## Given data
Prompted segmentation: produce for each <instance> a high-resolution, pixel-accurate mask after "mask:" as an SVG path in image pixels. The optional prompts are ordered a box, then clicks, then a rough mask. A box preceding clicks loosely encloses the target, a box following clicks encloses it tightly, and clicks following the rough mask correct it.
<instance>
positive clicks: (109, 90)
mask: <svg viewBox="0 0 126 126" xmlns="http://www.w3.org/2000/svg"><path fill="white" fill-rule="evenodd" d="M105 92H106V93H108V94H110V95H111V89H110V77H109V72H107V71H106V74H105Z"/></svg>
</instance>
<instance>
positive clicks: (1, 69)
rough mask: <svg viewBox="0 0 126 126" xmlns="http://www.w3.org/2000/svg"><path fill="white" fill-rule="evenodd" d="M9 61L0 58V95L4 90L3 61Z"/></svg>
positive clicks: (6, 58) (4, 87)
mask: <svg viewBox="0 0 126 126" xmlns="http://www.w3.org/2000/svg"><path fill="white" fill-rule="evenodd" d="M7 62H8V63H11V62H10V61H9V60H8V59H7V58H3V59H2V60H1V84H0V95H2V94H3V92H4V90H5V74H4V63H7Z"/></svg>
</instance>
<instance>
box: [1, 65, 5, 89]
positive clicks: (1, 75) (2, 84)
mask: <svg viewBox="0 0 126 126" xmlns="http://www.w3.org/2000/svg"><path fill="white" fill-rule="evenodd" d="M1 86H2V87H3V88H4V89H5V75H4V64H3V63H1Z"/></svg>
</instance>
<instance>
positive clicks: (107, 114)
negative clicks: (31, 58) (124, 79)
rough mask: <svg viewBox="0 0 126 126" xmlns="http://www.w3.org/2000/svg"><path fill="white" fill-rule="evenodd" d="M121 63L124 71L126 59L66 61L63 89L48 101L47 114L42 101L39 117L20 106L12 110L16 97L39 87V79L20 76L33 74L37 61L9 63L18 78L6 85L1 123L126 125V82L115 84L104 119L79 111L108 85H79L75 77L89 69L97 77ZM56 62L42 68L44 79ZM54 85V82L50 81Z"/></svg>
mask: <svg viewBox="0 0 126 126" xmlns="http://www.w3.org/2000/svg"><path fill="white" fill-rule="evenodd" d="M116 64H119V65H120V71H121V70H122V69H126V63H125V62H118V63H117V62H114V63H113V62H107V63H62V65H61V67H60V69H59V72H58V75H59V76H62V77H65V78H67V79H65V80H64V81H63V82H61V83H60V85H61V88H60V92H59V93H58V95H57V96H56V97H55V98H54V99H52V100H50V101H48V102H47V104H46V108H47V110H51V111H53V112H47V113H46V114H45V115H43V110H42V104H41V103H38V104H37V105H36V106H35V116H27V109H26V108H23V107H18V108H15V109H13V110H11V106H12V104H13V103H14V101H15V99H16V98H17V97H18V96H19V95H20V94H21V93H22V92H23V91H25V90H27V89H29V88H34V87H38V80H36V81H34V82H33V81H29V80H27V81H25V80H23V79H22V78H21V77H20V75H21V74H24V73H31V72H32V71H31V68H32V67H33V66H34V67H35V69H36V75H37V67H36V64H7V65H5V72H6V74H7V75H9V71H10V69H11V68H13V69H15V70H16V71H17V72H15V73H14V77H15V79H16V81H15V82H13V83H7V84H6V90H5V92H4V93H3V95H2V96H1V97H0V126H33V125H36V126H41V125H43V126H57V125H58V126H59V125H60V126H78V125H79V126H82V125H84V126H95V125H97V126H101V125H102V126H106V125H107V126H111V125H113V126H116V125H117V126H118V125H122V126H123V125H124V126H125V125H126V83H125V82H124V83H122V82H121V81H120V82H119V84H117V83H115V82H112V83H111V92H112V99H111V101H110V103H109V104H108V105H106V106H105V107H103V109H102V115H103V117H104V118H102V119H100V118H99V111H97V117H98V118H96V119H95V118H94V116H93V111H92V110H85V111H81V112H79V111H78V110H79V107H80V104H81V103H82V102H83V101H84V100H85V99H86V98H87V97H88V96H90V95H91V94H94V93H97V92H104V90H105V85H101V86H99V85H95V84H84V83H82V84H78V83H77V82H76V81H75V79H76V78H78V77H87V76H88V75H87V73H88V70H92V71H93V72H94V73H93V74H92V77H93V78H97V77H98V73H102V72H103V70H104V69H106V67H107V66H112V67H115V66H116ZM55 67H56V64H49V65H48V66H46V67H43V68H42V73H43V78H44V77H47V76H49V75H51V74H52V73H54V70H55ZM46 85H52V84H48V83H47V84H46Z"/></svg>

## Instruction
Please print the data above exactly as it appears.

## Reply to the exercise
Prompted segmentation: produce for each <instance> a high-resolution, pixel-accurate mask after "mask:" as an SVG path in image pixels. The optional prompts are ordered a box, then clicks, then a rough mask. A box preceding clicks loosely encloses the target, a box following clicks encloses it tightly, and clicks following the rough mask correct it.
<instance>
positive clicks: (109, 90)
mask: <svg viewBox="0 0 126 126" xmlns="http://www.w3.org/2000/svg"><path fill="white" fill-rule="evenodd" d="M105 92H106V93H108V94H110V95H111V89H110V77H109V72H107V71H106V74H105Z"/></svg>
</instance>
<instance>
positive clicks: (1, 69)
rough mask: <svg viewBox="0 0 126 126" xmlns="http://www.w3.org/2000/svg"><path fill="white" fill-rule="evenodd" d="M9 61L0 58V95L4 90L3 61Z"/></svg>
positive clicks: (6, 58) (4, 87)
mask: <svg viewBox="0 0 126 126" xmlns="http://www.w3.org/2000/svg"><path fill="white" fill-rule="evenodd" d="M7 62H8V63H11V62H10V61H9V60H8V59H7V58H3V59H2V60H1V84H0V95H2V94H3V92H4V90H5V74H4V63H7Z"/></svg>
</instance>
<instance>
box: [1, 65, 5, 89]
positive clicks: (1, 75) (2, 84)
mask: <svg viewBox="0 0 126 126" xmlns="http://www.w3.org/2000/svg"><path fill="white" fill-rule="evenodd" d="M1 86H2V87H3V88H4V89H5V75H4V64H3V63H1Z"/></svg>
</instance>
<instance>
positive clicks: (107, 114)
negative clicks: (31, 58) (124, 79)
rough mask: <svg viewBox="0 0 126 126" xmlns="http://www.w3.org/2000/svg"><path fill="white" fill-rule="evenodd" d="M121 63L124 71L126 59L66 61L63 89L48 101L47 114L42 101L39 117L20 106L12 110L16 97L39 87V79L20 76L33 74L37 61L9 63L18 78L6 85L1 123L126 125V82L115 84L104 119L79 111L108 85H79L75 77L89 69L97 77ZM56 62L42 68L44 79ZM54 85V82L50 81Z"/></svg>
mask: <svg viewBox="0 0 126 126" xmlns="http://www.w3.org/2000/svg"><path fill="white" fill-rule="evenodd" d="M116 64H119V65H120V71H121V70H122V69H126V63H125V62H118V63H117V62H114V63H113V62H107V63H62V65H61V67H60V69H59V72H58V75H59V76H62V77H65V78H67V79H65V80H64V81H63V82H61V83H60V85H61V88H60V92H59V93H58V95H57V96H56V97H55V98H54V99H52V100H50V101H48V102H47V104H46V108H47V110H51V111H53V112H47V113H46V114H45V115H43V110H42V104H41V103H38V104H37V105H36V106H35V116H27V109H26V108H23V107H18V108H15V109H13V110H11V106H12V104H13V103H14V101H15V99H16V98H17V97H18V96H19V95H20V94H21V93H22V92H23V91H25V90H27V89H29V88H34V87H38V80H36V81H34V82H33V81H29V80H27V81H25V80H23V79H22V78H21V77H20V75H21V74H24V73H31V72H32V71H31V68H32V67H33V66H34V67H35V69H36V75H37V67H36V64H7V65H5V72H6V74H7V75H9V71H10V69H11V68H13V69H15V70H16V71H17V72H15V73H14V77H15V79H16V81H15V82H13V83H7V84H6V90H5V92H4V93H3V95H2V96H1V97H0V126H33V125H36V126H41V125H43V126H57V125H58V126H59V125H60V126H78V125H79V126H82V125H84V126H95V125H97V126H101V125H102V126H106V125H107V126H111V125H113V126H116V125H117V126H118V125H122V126H123V125H124V126H125V125H126V83H125V82H124V83H122V82H121V81H120V82H119V84H117V83H115V82H112V83H111V92H112V99H111V101H110V103H109V104H108V105H106V106H105V107H103V109H102V115H103V117H104V118H102V119H100V118H99V111H97V117H98V118H96V119H95V118H94V116H93V111H92V110H85V111H81V112H79V111H78V110H79V107H80V104H81V103H82V102H83V101H84V100H85V99H86V98H87V97H88V96H90V95H91V94H94V93H97V92H104V90H105V85H101V86H99V85H95V84H84V83H82V84H78V83H77V82H76V81H75V79H76V78H78V77H87V76H88V75H87V73H88V70H92V71H93V72H94V73H93V74H92V77H93V78H97V77H98V73H102V72H103V70H104V69H106V67H107V66H112V67H115V66H116ZM55 67H56V64H49V65H48V66H46V67H43V68H42V73H43V78H44V77H47V76H49V75H51V74H52V73H54V70H55ZM46 85H52V84H48V83H47V84H46Z"/></svg>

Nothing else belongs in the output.